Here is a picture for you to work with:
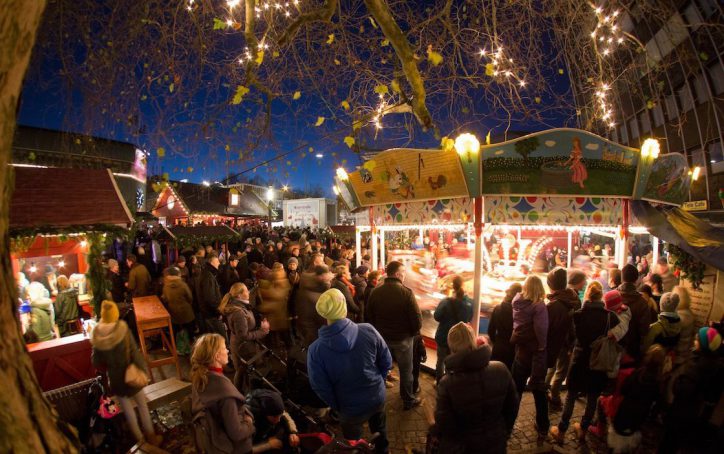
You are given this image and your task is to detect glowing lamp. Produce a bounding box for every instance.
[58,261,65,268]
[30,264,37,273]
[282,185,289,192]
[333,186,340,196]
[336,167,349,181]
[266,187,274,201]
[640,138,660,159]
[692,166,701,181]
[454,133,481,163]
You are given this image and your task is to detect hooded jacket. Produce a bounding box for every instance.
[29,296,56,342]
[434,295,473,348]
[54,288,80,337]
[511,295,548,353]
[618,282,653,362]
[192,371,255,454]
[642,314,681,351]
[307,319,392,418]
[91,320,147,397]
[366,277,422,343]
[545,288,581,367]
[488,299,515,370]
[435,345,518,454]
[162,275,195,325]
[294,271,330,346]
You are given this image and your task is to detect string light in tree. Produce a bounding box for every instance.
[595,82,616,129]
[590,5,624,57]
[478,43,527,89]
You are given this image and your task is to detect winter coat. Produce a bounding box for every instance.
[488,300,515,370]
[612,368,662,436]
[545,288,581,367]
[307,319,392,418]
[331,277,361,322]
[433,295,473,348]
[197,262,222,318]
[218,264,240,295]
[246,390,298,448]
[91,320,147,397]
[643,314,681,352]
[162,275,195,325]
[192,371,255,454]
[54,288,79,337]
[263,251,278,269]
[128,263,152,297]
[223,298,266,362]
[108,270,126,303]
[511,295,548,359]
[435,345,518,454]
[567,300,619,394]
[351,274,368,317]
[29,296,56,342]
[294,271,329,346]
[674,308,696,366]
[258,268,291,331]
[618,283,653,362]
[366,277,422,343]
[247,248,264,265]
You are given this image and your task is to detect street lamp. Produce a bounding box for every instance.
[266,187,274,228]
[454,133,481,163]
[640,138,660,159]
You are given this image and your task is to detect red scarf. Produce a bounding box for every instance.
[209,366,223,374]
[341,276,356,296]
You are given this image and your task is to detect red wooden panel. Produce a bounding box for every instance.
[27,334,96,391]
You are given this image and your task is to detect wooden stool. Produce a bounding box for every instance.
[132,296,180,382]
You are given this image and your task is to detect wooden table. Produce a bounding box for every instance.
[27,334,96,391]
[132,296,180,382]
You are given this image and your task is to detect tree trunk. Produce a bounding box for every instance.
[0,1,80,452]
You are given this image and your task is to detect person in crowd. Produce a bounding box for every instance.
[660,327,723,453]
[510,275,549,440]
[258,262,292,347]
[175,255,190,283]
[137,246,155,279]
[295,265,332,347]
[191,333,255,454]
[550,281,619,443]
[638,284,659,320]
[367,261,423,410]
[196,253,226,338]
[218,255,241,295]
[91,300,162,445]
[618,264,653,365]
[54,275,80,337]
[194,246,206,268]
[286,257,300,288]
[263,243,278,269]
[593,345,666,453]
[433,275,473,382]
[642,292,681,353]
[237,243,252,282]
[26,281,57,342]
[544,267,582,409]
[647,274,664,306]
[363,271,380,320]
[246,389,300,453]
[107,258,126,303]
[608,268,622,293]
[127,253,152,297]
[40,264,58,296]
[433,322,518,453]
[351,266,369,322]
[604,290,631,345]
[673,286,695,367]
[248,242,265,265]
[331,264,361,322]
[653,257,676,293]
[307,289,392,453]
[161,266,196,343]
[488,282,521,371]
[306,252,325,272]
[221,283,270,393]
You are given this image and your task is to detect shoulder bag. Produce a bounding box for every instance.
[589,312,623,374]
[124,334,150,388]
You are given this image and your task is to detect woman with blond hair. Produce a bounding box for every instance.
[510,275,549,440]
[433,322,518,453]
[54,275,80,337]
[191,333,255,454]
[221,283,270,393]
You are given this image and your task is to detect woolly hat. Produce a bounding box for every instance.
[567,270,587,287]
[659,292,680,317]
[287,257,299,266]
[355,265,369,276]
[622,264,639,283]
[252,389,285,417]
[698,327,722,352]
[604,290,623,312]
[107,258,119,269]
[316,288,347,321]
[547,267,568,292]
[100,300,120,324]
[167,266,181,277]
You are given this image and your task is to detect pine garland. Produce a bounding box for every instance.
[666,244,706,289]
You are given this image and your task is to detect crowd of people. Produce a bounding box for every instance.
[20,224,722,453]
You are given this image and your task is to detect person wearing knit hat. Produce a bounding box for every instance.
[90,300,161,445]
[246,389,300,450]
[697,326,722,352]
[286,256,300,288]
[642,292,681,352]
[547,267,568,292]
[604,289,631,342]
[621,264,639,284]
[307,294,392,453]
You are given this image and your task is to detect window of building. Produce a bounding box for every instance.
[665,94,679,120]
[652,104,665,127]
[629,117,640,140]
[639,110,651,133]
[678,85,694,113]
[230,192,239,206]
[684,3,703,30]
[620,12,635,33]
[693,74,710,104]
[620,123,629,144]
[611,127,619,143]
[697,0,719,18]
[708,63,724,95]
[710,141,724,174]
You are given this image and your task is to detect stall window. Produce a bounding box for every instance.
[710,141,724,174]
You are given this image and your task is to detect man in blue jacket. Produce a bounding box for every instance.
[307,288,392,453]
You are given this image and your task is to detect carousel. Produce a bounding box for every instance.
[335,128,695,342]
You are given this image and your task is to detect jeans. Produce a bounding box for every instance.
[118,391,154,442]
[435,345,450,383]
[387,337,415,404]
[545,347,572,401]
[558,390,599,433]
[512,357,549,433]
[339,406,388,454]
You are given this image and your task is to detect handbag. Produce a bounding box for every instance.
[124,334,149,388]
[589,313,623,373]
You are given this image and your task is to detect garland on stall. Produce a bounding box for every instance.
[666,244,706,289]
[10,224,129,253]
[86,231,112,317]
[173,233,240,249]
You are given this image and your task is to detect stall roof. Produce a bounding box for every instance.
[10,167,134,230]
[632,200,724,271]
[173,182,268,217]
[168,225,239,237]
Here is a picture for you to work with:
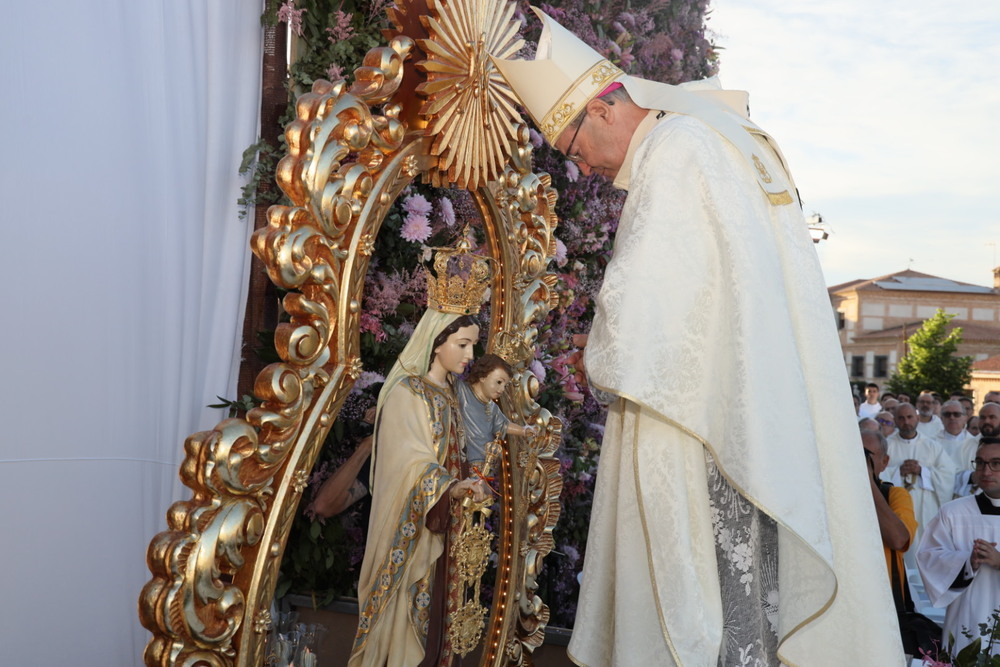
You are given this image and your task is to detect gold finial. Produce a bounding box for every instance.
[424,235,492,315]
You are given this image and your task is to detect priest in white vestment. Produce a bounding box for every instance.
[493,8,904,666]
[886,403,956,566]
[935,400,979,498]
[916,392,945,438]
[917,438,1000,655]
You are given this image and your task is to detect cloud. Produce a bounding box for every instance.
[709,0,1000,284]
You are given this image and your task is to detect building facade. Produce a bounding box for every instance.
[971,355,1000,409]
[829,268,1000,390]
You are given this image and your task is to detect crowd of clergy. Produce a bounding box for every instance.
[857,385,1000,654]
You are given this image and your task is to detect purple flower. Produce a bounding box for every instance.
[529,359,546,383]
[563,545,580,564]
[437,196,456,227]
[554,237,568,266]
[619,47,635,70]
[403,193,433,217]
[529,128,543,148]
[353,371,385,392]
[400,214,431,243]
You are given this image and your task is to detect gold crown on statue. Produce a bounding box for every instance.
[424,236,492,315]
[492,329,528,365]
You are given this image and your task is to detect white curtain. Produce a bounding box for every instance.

=======

The full listing above, duplicated exactly and without its pictures, is the answer.

Answer section:
Here is a picture for you to work with:
You are given this image and your task is to detect glowing lamp. Produce a bounding box for every instance.
[58,261,65,268]
[30,264,37,273]
[282,185,289,192]
[333,186,340,196]
[336,167,349,181]
[266,187,274,201]
[640,138,660,159]
[692,166,701,181]
[454,133,481,163]
You are given this image and your task is to detect hooded jacket. Produce a bounding box for every instance.
[29,296,56,342]
[434,295,473,348]
[54,288,80,337]
[511,295,548,353]
[618,282,653,362]
[192,371,255,454]
[642,314,681,351]
[307,319,392,418]
[91,320,147,397]
[366,277,422,343]
[545,288,581,367]
[488,299,515,370]
[435,345,518,454]
[162,275,195,325]
[294,271,330,346]
You are given this image and your task is to detect string light in tree. Produce a bounding box for every instance.
[595,82,616,129]
[590,5,624,57]
[478,43,527,89]
You are given this image and your task is to detect winter coat. Produce a bounding box for every instance.
[488,300,515,370]
[612,368,662,436]
[545,288,581,367]
[307,319,392,418]
[331,277,361,322]
[433,295,473,348]
[197,262,222,318]
[218,264,240,295]
[246,390,298,448]
[91,320,147,397]
[643,314,681,352]
[162,275,195,325]
[192,371,255,454]
[54,288,79,337]
[263,251,278,269]
[128,263,152,297]
[223,298,266,362]
[108,270,126,303]
[511,295,548,359]
[435,345,518,454]
[567,300,619,394]
[351,274,368,317]
[29,296,56,342]
[294,271,329,346]
[674,308,696,366]
[258,268,291,331]
[618,283,653,362]
[366,277,422,343]
[247,248,264,265]
You are given this image and your task is to detect street lamp. Produce a bounding box for every instance.
[266,187,274,228]
[454,133,481,163]
[640,138,660,159]
You are given this image and your task is to detect red scarf. Produce a bounding box for every instance.
[209,366,223,374]
[341,276,356,296]
You are given this image and your task is to detect red wooden panel. Produce a bounding box for every instance.
[27,334,96,391]
You are given this image and your task is to detect wooden stool. Produce a bounding box for every instance.
[132,296,180,382]
You are given this image and your task is to detect wooden table. Produce a bounding box for every instance.
[27,334,96,391]
[132,296,180,382]
You are given this image and your task is to detect tree trunk. Produce a bounding box for every instance.
[0,1,80,452]
You are given this image and your task is to detect person in crowd. Produce a bounding box for every instance.
[660,327,723,453]
[510,275,549,440]
[258,262,292,347]
[175,255,190,283]
[137,246,155,279]
[295,265,332,347]
[191,333,255,454]
[550,281,619,443]
[638,284,659,320]
[367,261,423,410]
[196,253,226,338]
[218,255,241,295]
[91,300,162,445]
[618,264,653,365]
[54,275,80,337]
[194,246,206,268]
[286,257,300,288]
[263,243,278,269]
[593,345,666,453]
[433,275,473,382]
[642,292,681,353]
[237,243,252,282]
[26,281,57,342]
[544,267,582,409]
[647,274,664,306]
[363,271,380,320]
[246,389,300,453]
[107,258,126,303]
[608,268,622,293]
[127,253,152,297]
[40,264,58,296]
[433,322,518,453]
[351,266,369,322]
[604,290,631,345]
[673,286,695,367]
[248,242,265,265]
[331,264,361,322]
[653,257,676,293]
[307,289,392,453]
[161,266,196,343]
[488,282,521,371]
[306,252,325,272]
[221,283,270,393]
You are given this image and your task is to detect shoulder bag. Produce a bounding box for every instance.
[589,312,623,374]
[124,334,150,388]
You are given this image and your task is to detect woman with blond hair. Produce a bounding box for every instance.
[510,275,549,440]
[433,322,518,453]
[54,275,80,337]
[191,333,255,454]
[221,283,270,393]
You are given this image and your task is to detect woolly hat. Produce a bounding box for every instance.
[567,270,587,287]
[659,292,680,317]
[287,257,299,266]
[355,265,369,276]
[622,264,639,283]
[252,389,285,417]
[698,327,722,352]
[604,290,623,312]
[107,258,119,269]
[316,288,347,321]
[547,267,568,292]
[100,300,120,324]
[167,266,181,277]
You are given this image and your task is to detect pine garland. Produce a bounding box for every instance.
[666,244,706,289]
You are given this image and your task is to detect crowd of people. Produce a bounding box for every instance.
[20,224,722,453]
You are given this image and your task is to detect person wearing knit hat. Produce a bounding box for every instance.
[90,300,161,445]
[246,389,300,450]
[697,326,722,352]
[286,256,300,288]
[642,292,681,352]
[547,267,568,292]
[604,289,631,342]
[621,264,639,284]
[307,294,392,453]
You are given this image and your task is to detect window of building. Produce a bounding box for every instance.
[665,94,679,120]
[652,104,665,127]
[629,117,640,140]
[639,110,651,133]
[678,85,694,113]
[230,192,239,206]
[684,3,703,30]
[620,12,635,33]
[693,74,710,104]
[620,123,629,144]
[611,127,619,143]
[697,0,719,18]
[708,63,724,95]
[710,141,724,174]
You are given this image and your task is to detect stall window. Produce a bounding box for every instance.
[710,141,724,174]
You are given this image and your task is to detect man in blue jacket. Produce a bounding box for every instance.
[307,288,392,453]
You are given this image and your task is to detect carousel. Produce a bounding box for every instance.
[335,128,695,342]
You are given this image and your task is to detect jeans. Produce a bounding box for every instance.
[118,391,154,442]
[435,345,450,383]
[387,337,415,404]
[545,347,572,401]
[558,390,599,433]
[512,357,549,433]
[339,406,388,454]
You are given this image and your task is to detect handbag. Produce a bounding box for every instance.
[124,334,149,388]
[589,313,623,373]
You are given this image and your task is to detect garland on stall. Produce a bounding box for every instance.
[666,244,706,289]
[10,224,129,253]
[86,231,112,317]
[173,233,240,249]
You are given this image and your task is to detect stall roof. Produce a bounding box for every instance.
[10,167,134,230]
[632,200,724,271]
[173,182,268,217]
[168,225,239,237]
Here is a picture for you to work with:
You are given this image and your task is to detect gold finial. Produce a bounding box for every instance.
[424,235,492,315]
You are given this image and your task is to detect priest in white vestment. Produce a bounding box for every instance.
[493,8,904,666]
[886,403,956,566]
[935,400,979,498]
[916,392,945,438]
[917,438,1000,655]
You are given this image and your task is to detect cloud. Produce a bounding box for every instance.
[709,0,1000,284]
You are given this image and your task is to detect building facade. Produce a bounding box for every instance.
[971,355,1000,409]
[829,268,1000,390]
You are given this image and your task is to detect crowd of clergy. Produce a bounding box for every instance.
[857,385,1000,654]
You are given this image and your task is to detect purple flower. Produce a bounding box for every instance.
[529,359,546,383]
[563,545,580,564]
[437,196,456,227]
[554,237,568,266]
[619,47,635,70]
[403,193,433,217]
[529,128,543,148]
[353,371,385,392]
[400,214,431,243]
You are given this image and your task is to detect gold crown on statue. Produce a bounding box for every instance.
[424,236,492,315]
[492,329,528,365]
You are given this image and your task is to detect white curtain. Produce a bounding box for every instance.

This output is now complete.